* _WORK REQUIRED_:
Rewrite the stretch of the Java guarded-block text from "public void guardedJoy()" through "we're waiting for.", substituting "waitForJoy" for "guardedJoy".

* _DOCUMENT PASSAGE_:
-=-=-

Such a block begins by polling a condition that must be true before the block can proceed.
Java Example
Don't do this
The loop is wasteful, since it executes continuously while joy is false.
public void guardedJoy() {
// Simple loop guard. Wastes
// processor time. Don't do this!
while(!joy) {}
System.out.println("Joy has been achieved!");
}
Do this
public synchronized void guardedJoy() {
// This guard only loops once for each special event, which may not
// be the event we're waiting for.
while(!joy) {
try {
wait();
} catch (InterruptedException e) {}
}
System.out.println("Joy and efficiency have been achieved!");
}
The invocation of wait does not return until another thread has issued a notification that some special event may have occurred. See Java Concurrency - (Object) Wait
Example of notification:
public synchronized notifyJoy() {
joy = true;
Object.notifyAll();
}
where: notifyAll
Invoke wait inside:
- a synchronized method. It is a simple way to acquire the intrinsic lock because (Suppose d is the object we're using to invoke wait) When a thread invokes d.wait, it must own the intrinsic lock for d.
- a loop that tests for the condition being waited for. Don't assume that the interrupt was for the particular condition you were waiting for, or that the condition is still true.

-=-=-

* _MATERIAL SHOWN_:
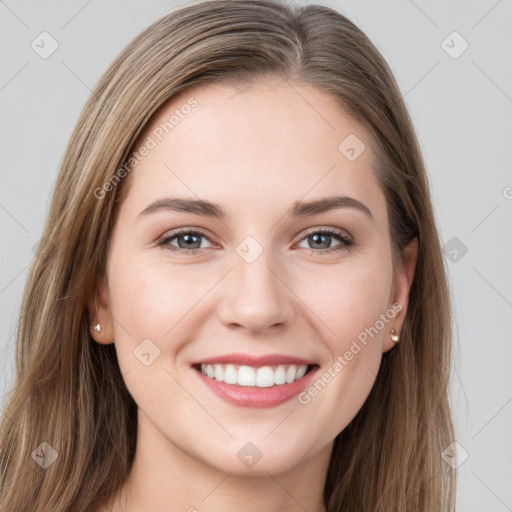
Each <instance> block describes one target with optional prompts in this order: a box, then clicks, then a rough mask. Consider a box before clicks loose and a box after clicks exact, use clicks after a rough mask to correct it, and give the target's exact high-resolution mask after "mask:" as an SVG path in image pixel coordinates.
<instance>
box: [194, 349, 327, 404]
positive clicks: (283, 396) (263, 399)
mask: <svg viewBox="0 0 512 512" xmlns="http://www.w3.org/2000/svg"><path fill="white" fill-rule="evenodd" d="M272 357H273V356H272ZM214 359H215V360H218V361H219V362H220V360H221V358H213V359H212V360H205V361H204V364H212V363H211V362H210V363H206V361H212V362H213V361H214ZM290 359H294V360H297V358H290ZM252 360H254V359H252ZM273 360H274V359H273ZM222 361H223V362H226V359H222ZM236 361H237V363H233V364H238V361H240V359H237V360H236ZM258 361H261V358H258ZM282 361H283V360H282V359H280V360H279V362H282ZM258 364H259V363H258ZM267 364H270V363H267ZM278 364H279V363H278ZM285 364H286V363H285ZM288 364H299V363H288ZM300 364H307V363H300ZM319 368H320V366H318V365H317V364H314V366H312V367H309V368H308V372H307V373H306V374H305V375H304V376H303V377H302V378H300V379H299V380H296V381H294V382H292V383H290V384H281V385H279V386H272V387H270V388H257V387H250V386H239V385H237V384H226V383H225V382H220V381H217V380H215V379H211V378H210V377H207V376H205V375H203V374H202V373H201V372H200V371H198V370H197V368H196V367H194V366H193V367H192V371H193V372H194V373H195V374H197V377H198V378H199V379H201V381H202V382H203V383H204V384H205V385H206V386H207V387H208V388H209V389H210V391H212V392H213V393H215V395H217V396H218V397H219V398H221V399H222V400H224V401H226V402H227V403H229V404H231V405H236V406H238V407H250V408H254V409H265V408H269V407H276V406H277V405H280V404H282V403H284V402H287V401H288V400H290V399H292V398H293V397H295V396H297V395H298V394H299V393H300V392H302V391H303V390H304V389H305V388H306V387H307V386H308V385H309V383H310V382H311V380H312V378H313V376H314V375H315V374H316V373H317V371H318V370H319Z"/></svg>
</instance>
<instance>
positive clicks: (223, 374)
mask: <svg viewBox="0 0 512 512" xmlns="http://www.w3.org/2000/svg"><path fill="white" fill-rule="evenodd" d="M213 371H214V372H215V380H220V381H221V382H222V381H223V380H224V378H223V375H224V371H223V370H222V366H221V365H220V364H216V365H215V366H214V367H213Z"/></svg>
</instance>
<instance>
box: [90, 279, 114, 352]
mask: <svg viewBox="0 0 512 512" xmlns="http://www.w3.org/2000/svg"><path fill="white" fill-rule="evenodd" d="M88 308H89V332H90V334H91V337H92V338H93V339H94V340H95V341H96V342H98V343H101V344H102V345H108V344H110V343H113V342H114V331H113V322H112V315H111V313H110V308H109V300H108V290H107V287H106V285H105V280H104V278H102V279H101V281H100V284H99V286H98V287H97V289H96V291H95V293H94V296H93V297H92V298H91V300H90V301H89V306H88Z"/></svg>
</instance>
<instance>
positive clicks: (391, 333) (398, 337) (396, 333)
mask: <svg viewBox="0 0 512 512" xmlns="http://www.w3.org/2000/svg"><path fill="white" fill-rule="evenodd" d="M389 336H390V337H391V339H392V340H393V341H394V342H395V343H397V342H398V341H399V340H400V334H398V333H397V332H396V331H395V329H391V332H390V333H389Z"/></svg>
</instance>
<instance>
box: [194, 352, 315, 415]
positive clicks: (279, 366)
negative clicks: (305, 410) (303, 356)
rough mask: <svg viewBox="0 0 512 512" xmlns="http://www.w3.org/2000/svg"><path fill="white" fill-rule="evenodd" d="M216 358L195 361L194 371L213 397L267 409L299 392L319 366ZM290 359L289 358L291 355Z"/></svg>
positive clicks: (229, 401)
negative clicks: (229, 360) (273, 363)
mask: <svg viewBox="0 0 512 512" xmlns="http://www.w3.org/2000/svg"><path fill="white" fill-rule="evenodd" d="M216 359H217V360H216V361H209V362H204V363H195V364H193V365H192V369H193V370H194V373H195V374H196V375H197V376H198V377H199V379H200V380H201V381H202V383H203V384H204V385H205V386H206V388H207V389H209V391H211V392H212V393H213V394H214V395H215V396H216V397H218V398H220V399H221V400H222V401H224V402H227V403H228V404H229V405H235V406H238V407H251V408H258V409H260V408H269V407H275V406H277V405H280V404H283V403H285V402H287V401H289V400H291V399H292V398H293V397H295V396H297V395H298V394H299V393H301V392H302V391H303V390H304V389H305V388H306V387H307V386H308V385H309V383H310V382H311V379H312V378H313V375H314V374H315V373H316V372H317V370H318V369H319V368H320V367H319V365H318V364H299V363H303V362H304V361H298V362H297V361H296V362H295V364H293V363H288V362H286V363H285V362H282V364H270V363H271V362H272V361H270V360H266V361H265V363H266V364H263V361H262V358H260V361H259V362H260V364H259V365H257V364H256V363H255V361H254V360H251V361H248V360H247V359H246V360H245V361H244V362H245V363H246V364H235V363H234V362H232V361H233V359H232V361H231V362H220V361H219V359H218V358H216ZM290 359H292V358H290Z"/></svg>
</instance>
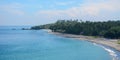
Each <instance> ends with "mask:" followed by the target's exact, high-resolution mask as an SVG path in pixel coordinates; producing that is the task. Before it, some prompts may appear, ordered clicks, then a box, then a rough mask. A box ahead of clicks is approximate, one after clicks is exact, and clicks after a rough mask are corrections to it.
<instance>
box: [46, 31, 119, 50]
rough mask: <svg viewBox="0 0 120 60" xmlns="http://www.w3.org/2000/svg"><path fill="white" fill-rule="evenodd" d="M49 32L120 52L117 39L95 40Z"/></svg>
mask: <svg viewBox="0 0 120 60" xmlns="http://www.w3.org/2000/svg"><path fill="white" fill-rule="evenodd" d="M48 32H49V33H50V34H55V35H59V36H63V37H68V38H74V39H78V40H86V41H89V42H94V43H97V44H102V45H106V46H109V47H112V48H114V49H116V50H118V51H120V44H118V43H117V41H118V40H117V39H106V38H98V37H97V38H95V37H92V36H83V35H73V34H65V33H58V32H52V31H50V30H48Z"/></svg>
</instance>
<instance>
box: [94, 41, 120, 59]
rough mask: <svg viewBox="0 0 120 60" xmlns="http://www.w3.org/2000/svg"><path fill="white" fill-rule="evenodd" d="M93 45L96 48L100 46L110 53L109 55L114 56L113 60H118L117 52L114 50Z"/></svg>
mask: <svg viewBox="0 0 120 60" xmlns="http://www.w3.org/2000/svg"><path fill="white" fill-rule="evenodd" d="M93 44H94V45H96V46H100V47H102V48H103V49H104V50H106V51H107V52H109V54H110V55H111V56H112V58H113V59H112V60H118V58H117V54H116V52H115V51H113V50H112V49H110V48H107V47H105V46H103V45H99V44H96V43H93Z"/></svg>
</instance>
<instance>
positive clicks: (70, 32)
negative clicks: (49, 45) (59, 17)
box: [31, 20, 120, 39]
mask: <svg viewBox="0 0 120 60" xmlns="http://www.w3.org/2000/svg"><path fill="white" fill-rule="evenodd" d="M31 29H35V30H38V29H51V30H52V31H53V32H61V33H68V34H77V35H87V36H102V37H105V38H112V39H119V38H120V21H119V20H118V21H106V22H105V21H104V22H91V21H81V20H80V21H78V20H58V21H57V22H55V23H53V24H46V25H40V26H33V27H31Z"/></svg>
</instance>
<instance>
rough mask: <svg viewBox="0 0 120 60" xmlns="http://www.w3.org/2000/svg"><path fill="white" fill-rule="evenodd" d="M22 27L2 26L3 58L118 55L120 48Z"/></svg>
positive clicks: (13, 59) (14, 58)
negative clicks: (106, 46)
mask: <svg viewBox="0 0 120 60" xmlns="http://www.w3.org/2000/svg"><path fill="white" fill-rule="evenodd" d="M24 27H25V26H24ZM26 27H27V26H26ZM21 28H23V27H21V26H19V27H18V26H0V60H115V59H118V58H116V57H118V55H119V52H117V51H115V50H113V49H112V50H111V49H110V48H106V47H105V46H102V45H98V44H95V43H91V42H87V41H83V40H75V39H71V38H65V37H60V36H56V35H52V34H49V33H47V32H46V31H45V30H21ZM117 54H118V55H117Z"/></svg>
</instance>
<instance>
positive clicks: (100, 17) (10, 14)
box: [0, 0, 120, 25]
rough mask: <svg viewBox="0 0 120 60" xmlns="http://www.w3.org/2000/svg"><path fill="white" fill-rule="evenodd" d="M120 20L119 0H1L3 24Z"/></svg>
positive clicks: (27, 24) (0, 16) (40, 23)
mask: <svg viewBox="0 0 120 60" xmlns="http://www.w3.org/2000/svg"><path fill="white" fill-rule="evenodd" d="M58 19H82V20H84V21H86V20H88V21H107V20H120V0H0V25H40V24H47V23H52V22H55V21H57V20H58Z"/></svg>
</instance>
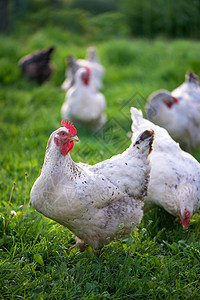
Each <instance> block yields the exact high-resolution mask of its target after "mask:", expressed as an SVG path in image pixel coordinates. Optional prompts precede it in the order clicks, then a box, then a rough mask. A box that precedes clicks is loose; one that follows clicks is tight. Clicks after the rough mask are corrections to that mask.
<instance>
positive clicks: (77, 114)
mask: <svg viewBox="0 0 200 300" xmlns="http://www.w3.org/2000/svg"><path fill="white" fill-rule="evenodd" d="M91 76H92V71H91V69H89V68H88V67H84V68H80V69H79V70H78V71H77V72H76V75H75V84H74V85H73V86H72V87H71V88H70V89H69V90H68V91H67V93H66V98H65V102H64V104H63V105H62V108H61V115H62V118H64V119H65V118H67V119H69V120H70V121H73V122H75V123H76V124H78V123H80V124H81V125H84V126H87V127H90V128H91V129H93V130H98V129H100V128H101V127H102V126H103V125H104V124H105V123H106V115H105V113H104V111H105V108H106V101H105V97H104V95H103V94H102V93H99V92H95V91H94V90H93V89H92V88H91Z"/></svg>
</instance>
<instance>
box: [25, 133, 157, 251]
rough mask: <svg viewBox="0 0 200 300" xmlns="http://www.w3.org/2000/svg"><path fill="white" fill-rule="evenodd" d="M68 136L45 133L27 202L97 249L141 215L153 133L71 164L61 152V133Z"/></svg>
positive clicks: (153, 133) (127, 228)
mask: <svg viewBox="0 0 200 300" xmlns="http://www.w3.org/2000/svg"><path fill="white" fill-rule="evenodd" d="M68 134H69V141H70V140H76V139H77V137H75V136H74V135H72V134H70V131H69V130H68V129H67V128H65V127H61V128H59V129H58V130H56V131H54V132H53V133H52V134H51V136H50V138H49V141H48V145H47V150H46V154H45V160H44V165H43V168H42V171H41V175H40V176H39V177H38V179H37V180H36V182H35V183H34V185H33V187H32V190H31V202H32V204H33V206H34V207H35V209H36V210H37V211H39V212H40V213H42V214H44V215H45V216H46V217H48V218H50V219H53V220H55V221H57V222H59V223H60V224H62V225H64V226H66V227H68V228H69V229H70V230H71V231H72V232H73V233H74V234H75V235H76V236H77V237H78V239H80V240H81V241H82V242H85V243H87V244H89V245H90V246H92V247H93V248H94V249H100V248H102V247H103V246H104V245H105V244H107V243H109V241H110V240H112V239H113V238H114V237H116V236H124V235H126V234H128V233H130V231H131V229H133V228H134V227H135V226H137V225H138V224H139V223H140V221H141V219H142V216H143V211H142V207H143V202H142V201H141V200H143V198H144V196H145V194H146V190H147V184H148V178H149V172H150V165H149V158H148V155H149V153H150V152H151V145H152V142H153V135H154V133H153V132H152V131H145V132H144V133H142V134H141V135H140V136H139V137H138V138H137V140H136V141H135V144H134V145H131V146H130V148H129V149H128V150H127V151H126V152H124V153H123V154H121V155H118V156H115V157H114V158H111V159H110V160H107V161H105V162H102V163H99V164H97V165H94V166H89V165H86V164H81V163H75V162H74V161H73V160H72V159H71V157H70V154H69V153H68V152H65V144H62V139H63V137H62V135H68ZM65 141H66V145H67V139H66V140H65ZM63 143H64V140H63ZM59 145H62V146H61V147H60V146H59ZM70 145H71V144H70ZM62 147H64V148H62ZM69 147H70V146H69ZM69 147H68V149H71V148H69ZM61 149H62V150H61ZM63 153H64V154H63ZM131 171H132V172H131ZM79 242H80V241H79Z"/></svg>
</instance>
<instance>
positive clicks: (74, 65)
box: [61, 47, 105, 91]
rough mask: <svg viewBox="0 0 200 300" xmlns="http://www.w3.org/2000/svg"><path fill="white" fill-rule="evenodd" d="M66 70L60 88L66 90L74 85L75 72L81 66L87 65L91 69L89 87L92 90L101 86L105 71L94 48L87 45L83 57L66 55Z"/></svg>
mask: <svg viewBox="0 0 200 300" xmlns="http://www.w3.org/2000/svg"><path fill="white" fill-rule="evenodd" d="M67 64H68V66H67V70H66V79H65V81H64V82H63V84H62V86H61V87H62V89H63V90H64V91H67V90H68V89H69V88H71V87H72V86H73V85H74V81H75V74H76V72H77V71H78V70H79V69H80V68H83V67H88V68H90V69H91V70H92V84H91V87H92V89H93V90H94V91H97V90H99V89H101V88H102V86H103V84H102V80H103V76H104V73H105V70H104V67H103V66H102V65H101V64H100V62H99V59H98V56H97V53H96V49H95V48H94V47H89V48H88V49H87V54H86V58H85V59H77V60H76V59H75V58H74V57H73V56H72V55H69V56H68V62H67Z"/></svg>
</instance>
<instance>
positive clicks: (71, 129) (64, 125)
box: [61, 119, 77, 135]
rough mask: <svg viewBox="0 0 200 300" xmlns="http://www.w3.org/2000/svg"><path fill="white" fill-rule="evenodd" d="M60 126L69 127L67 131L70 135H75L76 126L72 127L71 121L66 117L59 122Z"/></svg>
mask: <svg viewBox="0 0 200 300" xmlns="http://www.w3.org/2000/svg"><path fill="white" fill-rule="evenodd" d="M61 126H63V127H65V128H67V129H69V132H70V133H71V134H72V135H76V133H77V130H76V128H75V127H74V125H73V123H72V122H70V121H68V119H65V121H63V120H62V122H61Z"/></svg>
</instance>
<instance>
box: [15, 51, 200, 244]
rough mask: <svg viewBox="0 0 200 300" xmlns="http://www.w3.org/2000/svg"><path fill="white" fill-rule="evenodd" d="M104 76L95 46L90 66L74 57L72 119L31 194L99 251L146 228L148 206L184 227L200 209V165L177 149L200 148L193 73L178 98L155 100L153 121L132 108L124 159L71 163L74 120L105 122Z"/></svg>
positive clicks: (45, 166)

-=-=-

* _TASK RESPONSE_:
public void waitForJoy() {
// Simple loop guard. Wastes
// processor time. Don't do this!
while(!joy) {}
System.out.println("Joy has been achieved!");
}
Do this
public synchronized void waitForJoy() {
// This guard only loops once for each special event, which may not
// be the event we're waiting for.